Passage to read:
<<<<

Friday, 28 July 2006

Kurt Anders Richardson: Reading Karl Barth

Many thanks to Baker Academic for sending me a review copy of Kurt Anders Richardson’s recent book, Reading Karl Barth: New Directions for North American Theology.

In this book, Richardson brings Barth’s theology into dialogue with various aspects of contemporary theology, and he seeks to take up Barth’s thought as an instrument of theological and ecclesial reform. Although it is an uneven book, and although it is not structured as clearly as it might have been, Richardson has a fine instinct for interpreting Barth, and he understands clearly what is involved in reading the Church Dogmatics: “To read the CD is more than a literary act or even a philosophical one; it is a religious act because Barth’s work is so fundamentally shaped by his testimony to the Word of God” (p. 12). To read Barth correctly, then, we must read him as a “witness”—and this will always mean to read him in relation to our own theological questions, “to read him and then to move on” (p. 23).

At the heart of Richardson’s own reading of Barth is the conviction that we should begin at the end of the CD, reading the whole work “back to front.” The little fragment on baptism (CD IV/4) thus becomes a “lens” for interpreting Barth’s theology. Although this exciting approach is announced at the beginning of the book, Richardson only develops such a reading in detail in Chapter 6. This is by far the best and richest part of the book—and it’s worth the admission fee for this chapter alone (pp. 161-208).

Here, following Eberhard Jüngel, Richardson explores the (anti-) sacramental theology of CD IV/4 as the hermeneutical key to the whole of Barth’s dogmatics. The triadic structure which Barth develops in IV/4—Deus extra nos, Deus pro nobis, Deus in nobis: “God outside us, God for us, God in us”—is taken up as the underlying logic of the entire CD, and as the most refined expression of Barth’s doctrine of election.

No one has written more acutely and extensively on Barth’s doctrine of baptism than Eberhard Jüngel. And in a lengthy engagement with Jüngel (pp. 176-208), Richardson defends Jüngel’s interpretation of Barth and sharply critiques George Hunsinger and John Webster for muting or dismissing this radical, reforming doctrine of baptism.

Just as Jüngel makes IV/4 the true test of Barth-reception—“whoever wishes to baptise infants should not proclaim his closeness to Barth’s doctrine of predestination!”—so too Richardson critiques all readings of the CD that privilege the sacramental language which Barth was still using in I/1.

Only with the development of his doctrine of election (II/2) did Barth wholly overcome the notion that human action can in any way be “analogous to divine action” (p. 193). Here, Barth’s “analogy of faith” (analogia fidei) achieves its full depth and systematic expression. And it is finally in the doctrine of baptism (IV/4) that “the trajectory of the entire CD achieves a striking degree of clarity” through its expression of the central themes of “correspondence, election, and the distinction between divine and human action” (p. 206).

>>>>

According to the book review of Reading Karl Barth, in which chapter does Richardson develop his "back to front" reading of the Church Dogmatics in detail?

Pointing and labeling entries:

<<<<

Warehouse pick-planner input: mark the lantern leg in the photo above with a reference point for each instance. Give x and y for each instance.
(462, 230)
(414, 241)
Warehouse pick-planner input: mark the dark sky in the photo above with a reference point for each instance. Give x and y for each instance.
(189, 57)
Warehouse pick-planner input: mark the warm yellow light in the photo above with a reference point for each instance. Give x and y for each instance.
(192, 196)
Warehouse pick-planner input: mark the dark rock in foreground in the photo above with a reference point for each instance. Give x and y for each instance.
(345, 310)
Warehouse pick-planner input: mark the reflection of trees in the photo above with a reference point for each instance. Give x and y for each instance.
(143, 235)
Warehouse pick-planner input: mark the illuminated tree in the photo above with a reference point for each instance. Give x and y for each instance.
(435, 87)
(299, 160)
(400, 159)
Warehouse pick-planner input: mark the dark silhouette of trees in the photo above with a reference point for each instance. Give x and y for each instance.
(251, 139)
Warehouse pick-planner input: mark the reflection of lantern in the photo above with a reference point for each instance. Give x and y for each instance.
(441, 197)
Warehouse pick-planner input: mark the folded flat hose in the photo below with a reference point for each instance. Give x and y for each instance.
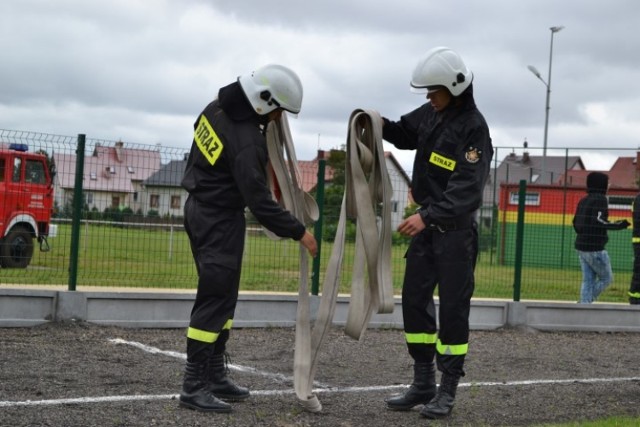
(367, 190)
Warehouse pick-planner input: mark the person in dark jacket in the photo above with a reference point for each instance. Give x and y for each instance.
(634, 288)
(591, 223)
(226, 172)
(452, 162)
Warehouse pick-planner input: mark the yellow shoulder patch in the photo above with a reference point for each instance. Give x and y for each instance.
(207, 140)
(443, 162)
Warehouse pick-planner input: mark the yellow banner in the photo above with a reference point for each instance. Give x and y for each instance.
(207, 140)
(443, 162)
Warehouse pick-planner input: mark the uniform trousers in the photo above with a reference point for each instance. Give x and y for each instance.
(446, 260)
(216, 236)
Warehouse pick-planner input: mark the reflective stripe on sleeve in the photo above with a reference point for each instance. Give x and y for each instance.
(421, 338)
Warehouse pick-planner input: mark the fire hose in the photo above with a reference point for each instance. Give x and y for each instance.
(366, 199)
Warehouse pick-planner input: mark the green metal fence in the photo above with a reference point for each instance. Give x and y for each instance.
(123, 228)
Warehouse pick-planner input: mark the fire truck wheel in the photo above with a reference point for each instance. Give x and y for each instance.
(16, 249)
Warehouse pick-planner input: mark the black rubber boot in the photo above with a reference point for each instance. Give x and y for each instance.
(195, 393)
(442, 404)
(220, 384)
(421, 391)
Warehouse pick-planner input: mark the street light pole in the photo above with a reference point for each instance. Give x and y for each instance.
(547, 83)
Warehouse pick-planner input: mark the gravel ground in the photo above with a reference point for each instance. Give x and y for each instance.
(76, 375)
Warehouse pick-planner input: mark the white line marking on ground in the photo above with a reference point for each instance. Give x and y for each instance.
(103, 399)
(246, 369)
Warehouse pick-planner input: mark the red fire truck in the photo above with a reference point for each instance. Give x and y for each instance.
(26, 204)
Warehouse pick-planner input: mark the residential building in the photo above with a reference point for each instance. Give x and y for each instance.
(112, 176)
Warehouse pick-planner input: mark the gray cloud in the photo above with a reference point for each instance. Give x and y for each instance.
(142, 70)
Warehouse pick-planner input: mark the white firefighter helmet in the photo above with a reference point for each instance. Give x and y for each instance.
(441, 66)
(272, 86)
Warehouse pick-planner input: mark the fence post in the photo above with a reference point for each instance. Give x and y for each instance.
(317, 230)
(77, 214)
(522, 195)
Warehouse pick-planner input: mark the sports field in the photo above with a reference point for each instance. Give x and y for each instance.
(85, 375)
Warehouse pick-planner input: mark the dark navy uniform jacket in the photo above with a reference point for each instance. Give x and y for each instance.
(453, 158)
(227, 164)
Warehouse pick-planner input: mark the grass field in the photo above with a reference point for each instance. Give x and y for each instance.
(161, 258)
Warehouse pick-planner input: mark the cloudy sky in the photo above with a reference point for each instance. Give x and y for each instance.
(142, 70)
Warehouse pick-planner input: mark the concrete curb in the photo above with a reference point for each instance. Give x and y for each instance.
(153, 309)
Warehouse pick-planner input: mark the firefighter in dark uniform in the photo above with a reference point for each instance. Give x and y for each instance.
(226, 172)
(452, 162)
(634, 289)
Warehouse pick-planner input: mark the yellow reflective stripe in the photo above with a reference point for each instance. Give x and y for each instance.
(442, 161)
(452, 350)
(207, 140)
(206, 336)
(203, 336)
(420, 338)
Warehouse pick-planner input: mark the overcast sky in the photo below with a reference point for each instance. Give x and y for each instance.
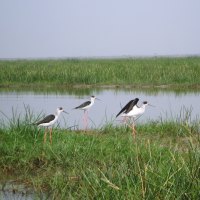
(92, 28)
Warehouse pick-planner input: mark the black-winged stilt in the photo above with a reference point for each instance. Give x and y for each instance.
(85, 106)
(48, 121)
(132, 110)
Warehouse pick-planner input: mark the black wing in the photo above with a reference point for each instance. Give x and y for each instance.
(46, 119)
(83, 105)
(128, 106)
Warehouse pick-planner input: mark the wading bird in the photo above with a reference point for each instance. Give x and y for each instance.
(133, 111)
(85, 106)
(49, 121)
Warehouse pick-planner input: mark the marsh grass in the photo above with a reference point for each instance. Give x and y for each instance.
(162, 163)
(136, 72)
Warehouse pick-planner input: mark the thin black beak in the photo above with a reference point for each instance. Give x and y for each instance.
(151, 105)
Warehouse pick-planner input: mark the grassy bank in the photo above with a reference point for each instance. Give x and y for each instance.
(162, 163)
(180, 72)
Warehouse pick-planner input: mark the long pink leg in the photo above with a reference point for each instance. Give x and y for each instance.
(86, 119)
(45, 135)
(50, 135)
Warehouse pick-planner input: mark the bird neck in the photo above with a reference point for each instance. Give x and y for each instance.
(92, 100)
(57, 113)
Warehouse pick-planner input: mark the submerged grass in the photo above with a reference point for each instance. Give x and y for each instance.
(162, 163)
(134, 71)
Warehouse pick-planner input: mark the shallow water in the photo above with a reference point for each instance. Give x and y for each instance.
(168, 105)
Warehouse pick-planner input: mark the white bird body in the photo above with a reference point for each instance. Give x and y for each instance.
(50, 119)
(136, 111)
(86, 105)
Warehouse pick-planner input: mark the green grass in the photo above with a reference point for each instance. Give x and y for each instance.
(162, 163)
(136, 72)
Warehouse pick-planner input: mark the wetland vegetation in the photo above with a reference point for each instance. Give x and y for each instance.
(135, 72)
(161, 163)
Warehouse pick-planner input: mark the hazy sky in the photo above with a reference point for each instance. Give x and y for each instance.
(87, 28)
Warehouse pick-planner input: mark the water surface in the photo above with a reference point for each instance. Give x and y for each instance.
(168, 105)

>>>>
<<<<

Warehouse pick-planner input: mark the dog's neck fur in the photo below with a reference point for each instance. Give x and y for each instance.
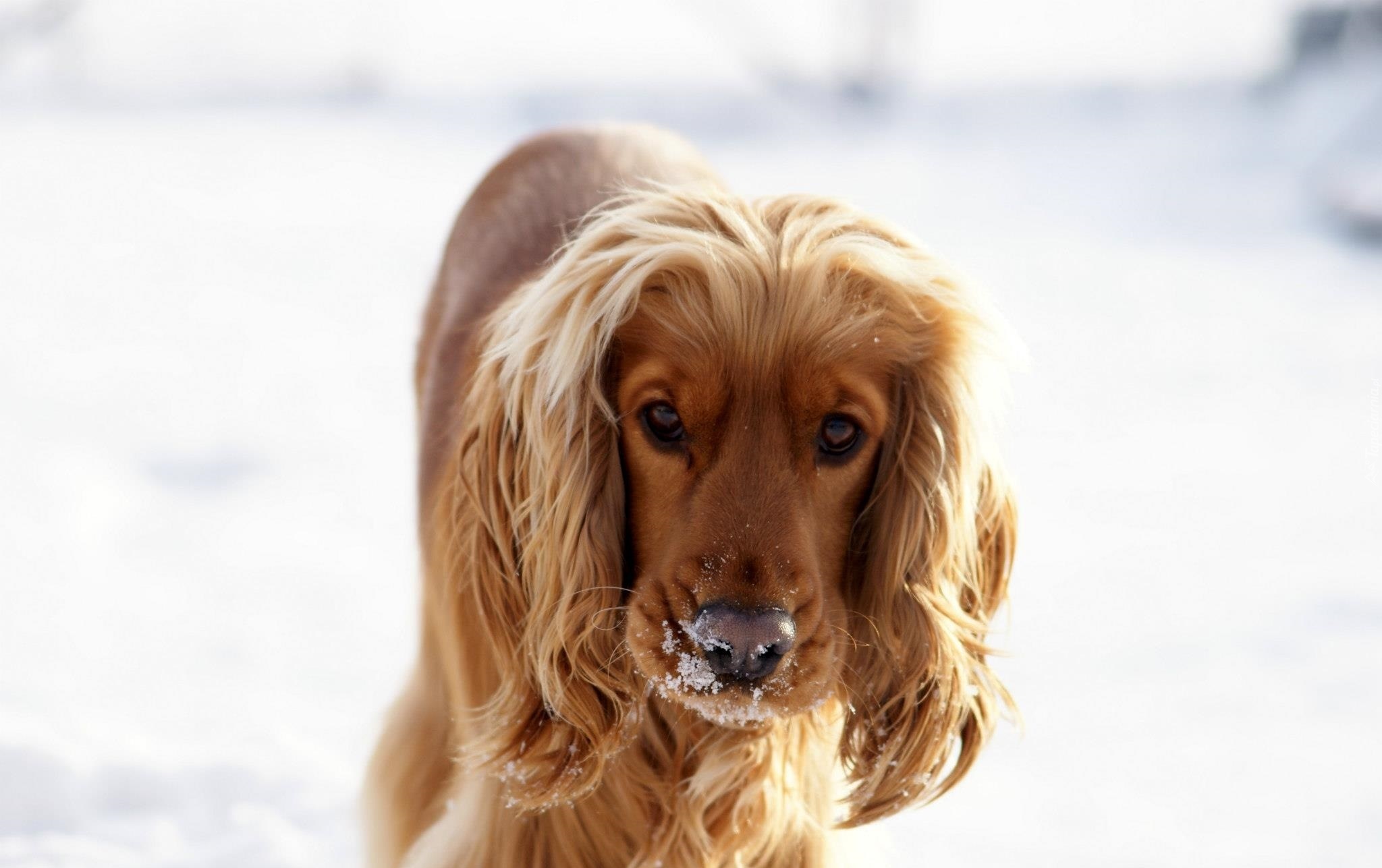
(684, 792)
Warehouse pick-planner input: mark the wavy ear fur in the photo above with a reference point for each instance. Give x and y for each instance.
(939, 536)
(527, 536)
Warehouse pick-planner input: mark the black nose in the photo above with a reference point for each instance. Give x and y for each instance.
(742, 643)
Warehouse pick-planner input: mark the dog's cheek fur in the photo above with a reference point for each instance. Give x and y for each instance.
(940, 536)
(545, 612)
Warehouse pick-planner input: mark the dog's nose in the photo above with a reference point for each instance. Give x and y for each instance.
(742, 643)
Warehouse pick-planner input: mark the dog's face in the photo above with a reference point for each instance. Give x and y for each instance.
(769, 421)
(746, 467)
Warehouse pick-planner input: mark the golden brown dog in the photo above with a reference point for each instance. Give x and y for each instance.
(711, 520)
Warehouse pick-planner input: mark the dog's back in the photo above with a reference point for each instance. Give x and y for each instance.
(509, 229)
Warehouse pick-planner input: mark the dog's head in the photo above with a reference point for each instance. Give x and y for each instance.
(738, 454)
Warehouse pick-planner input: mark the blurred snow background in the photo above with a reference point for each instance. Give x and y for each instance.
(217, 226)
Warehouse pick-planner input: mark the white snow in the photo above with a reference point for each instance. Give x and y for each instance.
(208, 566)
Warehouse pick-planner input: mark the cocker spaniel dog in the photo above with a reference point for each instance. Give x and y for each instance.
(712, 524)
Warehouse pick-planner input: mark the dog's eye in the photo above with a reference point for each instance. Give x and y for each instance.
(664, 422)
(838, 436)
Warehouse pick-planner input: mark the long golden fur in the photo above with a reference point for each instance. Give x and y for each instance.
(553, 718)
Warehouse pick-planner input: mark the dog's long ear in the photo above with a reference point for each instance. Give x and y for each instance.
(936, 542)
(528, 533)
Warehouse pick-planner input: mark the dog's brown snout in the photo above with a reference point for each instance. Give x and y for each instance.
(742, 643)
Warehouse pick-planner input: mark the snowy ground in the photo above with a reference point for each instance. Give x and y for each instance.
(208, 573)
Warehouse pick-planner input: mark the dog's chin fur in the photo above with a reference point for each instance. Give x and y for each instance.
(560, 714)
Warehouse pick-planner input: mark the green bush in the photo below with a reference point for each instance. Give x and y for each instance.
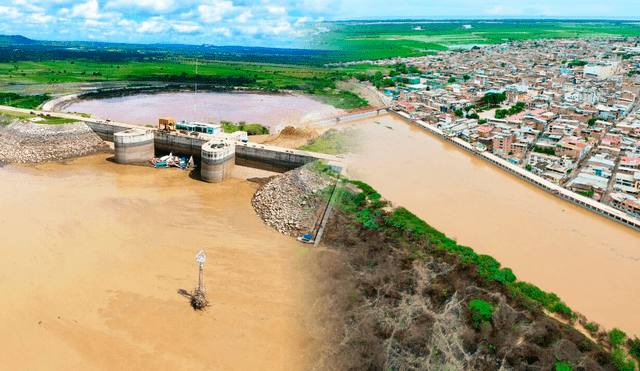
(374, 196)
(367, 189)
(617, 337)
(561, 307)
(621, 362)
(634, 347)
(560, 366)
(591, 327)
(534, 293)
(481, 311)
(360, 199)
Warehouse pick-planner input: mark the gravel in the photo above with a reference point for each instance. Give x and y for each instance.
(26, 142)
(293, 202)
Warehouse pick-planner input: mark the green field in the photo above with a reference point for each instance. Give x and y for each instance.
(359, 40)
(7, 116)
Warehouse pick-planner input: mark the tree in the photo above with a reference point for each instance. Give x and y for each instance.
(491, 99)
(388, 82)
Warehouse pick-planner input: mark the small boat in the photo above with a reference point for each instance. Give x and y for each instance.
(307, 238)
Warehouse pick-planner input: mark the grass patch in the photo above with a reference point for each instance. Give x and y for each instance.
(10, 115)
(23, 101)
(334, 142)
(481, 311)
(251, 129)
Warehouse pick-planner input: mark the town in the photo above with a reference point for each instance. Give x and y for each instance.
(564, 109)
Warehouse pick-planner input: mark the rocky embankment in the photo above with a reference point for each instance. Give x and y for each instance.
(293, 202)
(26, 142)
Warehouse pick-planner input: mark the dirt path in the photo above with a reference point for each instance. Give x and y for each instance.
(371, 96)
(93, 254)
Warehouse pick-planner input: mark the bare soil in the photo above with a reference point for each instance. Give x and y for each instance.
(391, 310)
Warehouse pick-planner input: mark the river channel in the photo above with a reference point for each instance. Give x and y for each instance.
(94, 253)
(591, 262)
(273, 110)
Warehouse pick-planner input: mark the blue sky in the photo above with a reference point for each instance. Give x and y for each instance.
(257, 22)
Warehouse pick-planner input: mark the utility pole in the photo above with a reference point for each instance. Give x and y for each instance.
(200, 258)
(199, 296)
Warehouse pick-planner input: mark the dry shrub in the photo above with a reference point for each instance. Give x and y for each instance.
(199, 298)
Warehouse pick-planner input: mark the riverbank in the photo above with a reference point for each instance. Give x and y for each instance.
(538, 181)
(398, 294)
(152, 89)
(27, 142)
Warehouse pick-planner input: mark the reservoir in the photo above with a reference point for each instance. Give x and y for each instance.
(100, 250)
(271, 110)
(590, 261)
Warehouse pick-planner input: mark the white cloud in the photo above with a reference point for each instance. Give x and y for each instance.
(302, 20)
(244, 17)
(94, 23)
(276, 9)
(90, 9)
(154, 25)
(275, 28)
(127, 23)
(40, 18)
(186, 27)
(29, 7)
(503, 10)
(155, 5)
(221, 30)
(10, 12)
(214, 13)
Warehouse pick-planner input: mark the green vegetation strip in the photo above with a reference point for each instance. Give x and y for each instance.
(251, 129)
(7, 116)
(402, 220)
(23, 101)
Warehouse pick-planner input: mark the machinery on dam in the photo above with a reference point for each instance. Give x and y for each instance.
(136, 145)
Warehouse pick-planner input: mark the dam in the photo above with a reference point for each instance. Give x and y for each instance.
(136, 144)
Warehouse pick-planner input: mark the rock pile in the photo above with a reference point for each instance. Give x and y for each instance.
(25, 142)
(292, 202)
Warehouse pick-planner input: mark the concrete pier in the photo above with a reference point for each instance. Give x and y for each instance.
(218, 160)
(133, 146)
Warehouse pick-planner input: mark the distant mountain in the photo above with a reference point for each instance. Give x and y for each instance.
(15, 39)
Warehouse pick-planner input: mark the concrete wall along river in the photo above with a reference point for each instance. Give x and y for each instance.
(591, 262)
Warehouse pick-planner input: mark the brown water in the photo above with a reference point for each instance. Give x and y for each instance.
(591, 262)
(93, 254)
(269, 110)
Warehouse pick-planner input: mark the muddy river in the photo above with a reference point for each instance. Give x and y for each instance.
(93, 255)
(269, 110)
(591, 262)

>>>>
<<<<

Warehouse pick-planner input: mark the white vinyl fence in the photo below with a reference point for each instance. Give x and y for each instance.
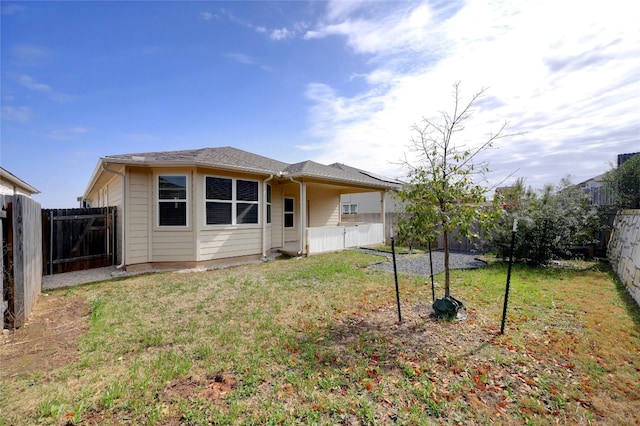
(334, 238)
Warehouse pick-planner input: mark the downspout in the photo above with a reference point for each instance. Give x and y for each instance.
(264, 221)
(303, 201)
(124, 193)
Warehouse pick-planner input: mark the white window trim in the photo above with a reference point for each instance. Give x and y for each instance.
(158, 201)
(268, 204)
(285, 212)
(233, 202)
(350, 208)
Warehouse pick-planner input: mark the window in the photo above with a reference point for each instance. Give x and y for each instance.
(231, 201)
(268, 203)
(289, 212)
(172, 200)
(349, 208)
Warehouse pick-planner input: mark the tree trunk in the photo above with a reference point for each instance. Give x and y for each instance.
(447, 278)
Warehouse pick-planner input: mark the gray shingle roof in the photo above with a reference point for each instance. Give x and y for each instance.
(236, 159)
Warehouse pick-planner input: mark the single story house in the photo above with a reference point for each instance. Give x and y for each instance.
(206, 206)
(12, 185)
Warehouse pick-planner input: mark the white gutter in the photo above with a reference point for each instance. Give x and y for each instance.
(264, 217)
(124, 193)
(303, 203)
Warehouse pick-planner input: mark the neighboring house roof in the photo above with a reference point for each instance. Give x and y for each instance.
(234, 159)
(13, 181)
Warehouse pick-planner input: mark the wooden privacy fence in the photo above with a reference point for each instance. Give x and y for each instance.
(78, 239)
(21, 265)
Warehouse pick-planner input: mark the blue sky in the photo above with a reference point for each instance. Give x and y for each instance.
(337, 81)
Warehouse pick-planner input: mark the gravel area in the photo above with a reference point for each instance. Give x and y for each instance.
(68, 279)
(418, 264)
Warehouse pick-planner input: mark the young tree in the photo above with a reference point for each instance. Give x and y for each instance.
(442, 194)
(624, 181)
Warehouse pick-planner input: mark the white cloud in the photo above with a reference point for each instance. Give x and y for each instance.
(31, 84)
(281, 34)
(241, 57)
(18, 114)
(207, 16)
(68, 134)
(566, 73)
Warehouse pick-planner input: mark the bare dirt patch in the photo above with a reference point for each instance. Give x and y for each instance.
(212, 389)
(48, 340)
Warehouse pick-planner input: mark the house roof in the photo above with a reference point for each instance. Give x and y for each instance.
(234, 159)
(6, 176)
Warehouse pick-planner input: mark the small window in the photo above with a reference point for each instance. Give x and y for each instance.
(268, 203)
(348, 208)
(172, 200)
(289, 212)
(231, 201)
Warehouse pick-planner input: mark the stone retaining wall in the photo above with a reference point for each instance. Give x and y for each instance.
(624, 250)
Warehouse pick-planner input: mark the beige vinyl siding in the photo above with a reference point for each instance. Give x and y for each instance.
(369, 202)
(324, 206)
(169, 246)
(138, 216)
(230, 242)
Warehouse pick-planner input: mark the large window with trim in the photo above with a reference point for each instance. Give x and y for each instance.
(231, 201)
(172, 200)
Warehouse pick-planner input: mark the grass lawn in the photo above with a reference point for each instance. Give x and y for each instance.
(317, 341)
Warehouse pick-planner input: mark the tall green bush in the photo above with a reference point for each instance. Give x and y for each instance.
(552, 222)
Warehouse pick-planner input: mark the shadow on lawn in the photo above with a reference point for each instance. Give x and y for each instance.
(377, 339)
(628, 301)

>>>>

Result below:
Chapter 6 (pp. 161-208).